THE TASK:
In this exercise, return each entry exactly as given.

GIVEN INFORMATION:
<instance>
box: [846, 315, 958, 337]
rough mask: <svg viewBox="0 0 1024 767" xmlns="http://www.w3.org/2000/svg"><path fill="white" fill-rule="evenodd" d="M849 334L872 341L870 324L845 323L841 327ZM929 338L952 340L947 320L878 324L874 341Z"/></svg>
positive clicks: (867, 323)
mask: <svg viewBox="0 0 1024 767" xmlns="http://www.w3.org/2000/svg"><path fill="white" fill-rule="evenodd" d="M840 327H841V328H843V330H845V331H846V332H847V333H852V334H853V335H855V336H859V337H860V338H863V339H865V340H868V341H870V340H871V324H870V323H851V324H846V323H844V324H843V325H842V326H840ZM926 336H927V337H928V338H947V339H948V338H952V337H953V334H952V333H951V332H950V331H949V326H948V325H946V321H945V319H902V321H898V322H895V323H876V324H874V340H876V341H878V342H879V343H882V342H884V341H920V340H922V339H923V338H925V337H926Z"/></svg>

YOUR SOLUTION:
<instance>
box: [846, 315, 958, 337]
rough mask: <svg viewBox="0 0 1024 767" xmlns="http://www.w3.org/2000/svg"><path fill="white" fill-rule="evenodd" d="M849 334L872 341L870 324L845 323L841 327ZM929 338L952 340L947 320L878 324L874 341Z"/></svg>
positive clicks: (867, 323)
mask: <svg viewBox="0 0 1024 767" xmlns="http://www.w3.org/2000/svg"><path fill="white" fill-rule="evenodd" d="M840 327H841V328H843V330H845V331H846V332H847V333H852V334H853V335H855V336H859V337H860V338H863V339H865V340H868V341H870V340H871V324H870V323H851V324H846V323H844V324H843V325H842V326H840ZM926 336H927V337H928V338H947V339H948V338H952V337H953V334H952V333H951V332H950V331H949V326H948V325H946V321H945V319H902V321H898V322H895V323H876V324H874V340H876V341H878V342H879V343H882V342H884V341H920V340H922V339H923V338H925V337H926Z"/></svg>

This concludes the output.